[Start of EXCERPTED PASSAGE]
This section contains three requirements a moving party must establish before a lien on exempt property can be avoided: (1) the lien must be a judicial lien; (2) the lien must be against an interest of the debtor in property; (3) the debtor must be entitled to the exemption that the lien would impair. In re Inman, 131 B.R. 789, 791 (Bankr.N.D.Tex. 1991); In re Underwood, 103 B.R. 849, 850 (Bankr.E.D.Mich. 1989); In re Shands, 57 B.R. 49, 50 (Bankr.D.S.C. 1985). The parties agree that only the first of these three requirements is at issue.
As noted, the Bankruptcy Code defines both "security interests" and "judicial liens." A "security interest" is defined as a lien "created by agreement." 11 U.S.C. § 101(51). A "judicial lien," on the other hand, is a lien obtained by "a judgment, levy, sequestration or other legal or equitable process or proceeding." 11 U.S.C. § 101(36). The legislative history clarifies that "judicial" liens and "security interests" are mutually exclusive categories. H.R. Rep. No. 95-595, 95th Cong., 1st Sess. 312 (1977); S.Rep. No. 95-989, 95th Cong., 2d Sess. 25 (1978) reprinted in 1978 U.S. Code Cong. Admin. News 5787, 6269. Accordingly, although the Bank's signed stipulation may have characteristics of both a security interest and a judicial lien, it must be determined as either one or the other.
There are no reported cases in the Ninth Circuit that address the specific issue of whether consent judgments, such as the one in the case at hand, are "judicial liens" or "security interests." However, a majority of bankruptcy courts faced with the issue have determined them to be judicial liens. See, e.g., In re Ashe, 669 F.2d 105 (1982), cert. granted and vacated Commonwealth Nat. Bank v. Ashe, 459 U.S. 1082, 103 S.Ct. 563, 74 L.Ed.2d 927 (1982), on remand, 712 F.2d 864 (1983), cert. denied, 465 U.S. 1024, 104 S.Ct. 1279, 79 L.Ed.2d 683 (1984), reh'g denied, 466 U.S. 963, 104 S.Ct. 2183, 80 L.Ed.2d 564 (1984); In re Inman, 131 B.R. 789 (Bankr.N.D.Tex. 1991); In re Holyst, 19 B.R. 14 (Bankr.S.D.Ohio 1982).
[End of EXCERPTED PASSAGE]
**STATED PROBLEM A**. For the passage on judicial liens, state whether each statement agrees with it, answering yes or no and quoting the words that decide it: (i) the parties dispute all three requirements for avoiding a lien; (ii) the Bankruptcy Code defines a security interest as a lien created by agreement; (iii) reported Ninth Circuit cases have decided whether consent judgments are judicial liens.
The entries that follow are unrelated to the passage on judicial liens.
[Start of EXTRACTED INFORMATION]
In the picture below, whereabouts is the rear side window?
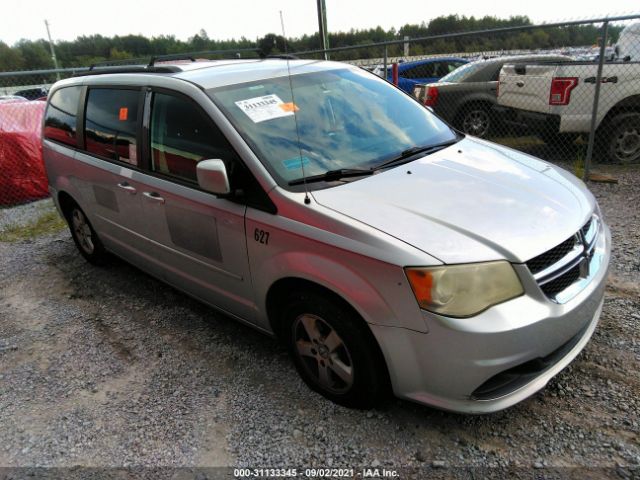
[44,87,81,147]
[400,62,435,78]
[151,93,234,182]
[84,88,140,165]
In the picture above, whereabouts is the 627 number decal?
[253,228,269,245]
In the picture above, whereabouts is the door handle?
[118,182,137,195]
[142,192,164,203]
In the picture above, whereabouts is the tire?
[457,104,494,138]
[64,203,107,265]
[280,291,389,409]
[598,112,640,164]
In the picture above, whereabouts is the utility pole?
[44,20,60,80]
[318,0,329,60]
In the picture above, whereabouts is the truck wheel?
[64,203,107,265]
[281,291,386,409]
[600,112,640,164]
[459,105,493,138]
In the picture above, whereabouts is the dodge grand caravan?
[43,59,610,413]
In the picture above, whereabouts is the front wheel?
[65,204,107,265]
[460,105,493,138]
[282,291,386,408]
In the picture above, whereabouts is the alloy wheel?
[293,314,353,393]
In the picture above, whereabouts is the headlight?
[405,261,524,317]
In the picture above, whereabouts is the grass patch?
[0,209,67,242]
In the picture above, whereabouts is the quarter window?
[44,87,81,147]
[151,93,234,182]
[85,88,140,165]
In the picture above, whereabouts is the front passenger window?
[151,93,232,182]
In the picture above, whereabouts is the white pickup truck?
[495,24,640,163]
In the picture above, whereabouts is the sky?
[0,0,640,45]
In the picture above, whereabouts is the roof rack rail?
[72,65,182,77]
[264,53,300,60]
[147,53,196,68]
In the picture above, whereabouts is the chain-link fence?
[298,15,640,178]
[0,15,640,206]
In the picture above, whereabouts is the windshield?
[209,68,456,188]
[439,61,485,83]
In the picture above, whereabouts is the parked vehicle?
[374,57,469,94]
[43,59,611,413]
[0,95,27,103]
[413,55,571,138]
[14,87,47,100]
[498,24,640,163]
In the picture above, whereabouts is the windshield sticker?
[235,94,299,123]
[282,157,311,170]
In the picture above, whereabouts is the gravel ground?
[0,162,640,478]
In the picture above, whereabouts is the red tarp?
[0,100,49,205]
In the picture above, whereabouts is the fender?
[252,251,427,332]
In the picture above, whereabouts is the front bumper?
[371,224,611,413]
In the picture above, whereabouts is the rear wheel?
[458,104,493,138]
[598,112,640,164]
[65,203,107,265]
[281,291,386,408]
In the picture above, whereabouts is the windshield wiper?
[372,138,459,170]
[289,168,373,185]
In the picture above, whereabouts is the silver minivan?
[43,59,611,413]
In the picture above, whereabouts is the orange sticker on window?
[278,102,300,112]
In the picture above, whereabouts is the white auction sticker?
[236,94,298,123]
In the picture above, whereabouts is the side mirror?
[196,158,231,195]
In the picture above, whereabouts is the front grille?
[540,264,580,297]
[526,217,599,301]
[527,235,576,275]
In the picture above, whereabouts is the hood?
[313,138,595,263]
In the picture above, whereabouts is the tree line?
[0,15,622,72]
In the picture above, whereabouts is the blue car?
[387,57,469,95]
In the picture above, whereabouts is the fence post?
[382,45,388,80]
[583,20,609,182]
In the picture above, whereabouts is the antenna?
[280,10,311,205]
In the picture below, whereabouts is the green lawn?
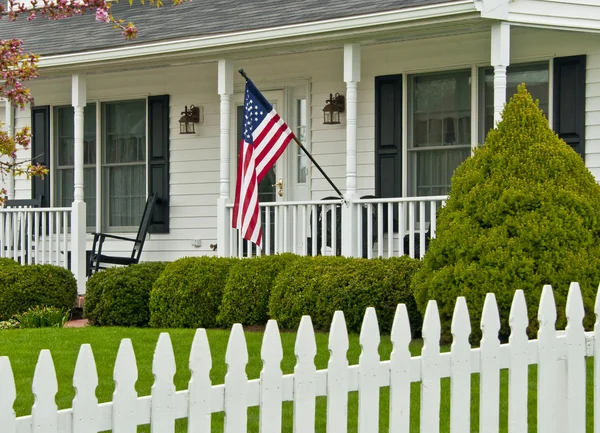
[0,327,593,433]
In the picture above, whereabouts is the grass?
[0,327,593,433]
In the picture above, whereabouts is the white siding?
[15,28,600,260]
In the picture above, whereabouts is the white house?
[0,0,600,290]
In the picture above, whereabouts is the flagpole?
[238,69,344,200]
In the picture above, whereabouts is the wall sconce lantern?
[323,93,346,125]
[179,105,202,134]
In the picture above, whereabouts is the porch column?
[217,59,233,257]
[342,44,360,257]
[4,99,15,200]
[71,74,87,295]
[492,21,510,127]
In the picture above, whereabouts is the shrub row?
[85,254,421,333]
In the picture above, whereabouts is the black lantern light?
[323,93,346,125]
[179,105,200,134]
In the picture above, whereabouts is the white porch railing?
[0,207,71,268]
[222,196,447,258]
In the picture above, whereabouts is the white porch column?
[4,99,15,200]
[342,44,360,257]
[492,21,510,127]
[217,59,233,257]
[71,74,87,295]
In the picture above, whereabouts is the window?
[102,100,146,230]
[479,62,550,143]
[54,104,96,231]
[407,71,471,196]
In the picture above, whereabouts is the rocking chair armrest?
[92,233,137,242]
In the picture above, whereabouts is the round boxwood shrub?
[0,265,77,320]
[270,257,421,335]
[150,257,239,328]
[413,86,600,341]
[84,262,165,326]
[217,253,298,327]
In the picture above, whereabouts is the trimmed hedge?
[217,253,298,327]
[84,262,166,327]
[150,257,239,328]
[269,257,421,336]
[0,265,77,320]
[413,86,600,342]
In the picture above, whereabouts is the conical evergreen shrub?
[413,85,600,341]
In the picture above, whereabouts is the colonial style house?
[0,0,600,291]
[End of EXTRACTED INFORMATION]
**STATED PROBLEM B**. Switch "shrub" to "bush" in the entries, starting with the line that contains "In the picture above, whereabouts is the rocking" and going on through the last line of the entries. Write out only those lines, leaving everything else unchanged.

**WORKED ANSWER A**.
(i) No: "The parties agree that only the first of these three requirements is at issue."
(ii) Yes: A "security interest" is defined as a lien "created by agreement."
(iii) No: "There are no reported cases in the Ninth Circuit that address the specific issue of whether consent judgments, such as the one in the case at hand, are "judicial liens" or "security interests.""

**WORKED ANSWER B**.
In the picture above, whereabouts is the rocking chair armrest?
[92,233,137,242]
In the picture above, whereabouts is the round boxwood bush?
[0,265,77,320]
[270,257,421,335]
[150,257,239,328]
[413,86,600,341]
[84,262,165,326]
[217,253,298,327]
In the picture above, whereabouts is the trimmed hedge?
[217,253,298,327]
[84,262,166,327]
[150,257,239,328]
[269,257,421,336]
[0,265,77,320]
[413,86,600,342]
In the picture above, whereabouts is the conical evergreen bush?
[413,85,600,341]
In the picture above, whereabouts is the colonial style house?
[0,0,600,291]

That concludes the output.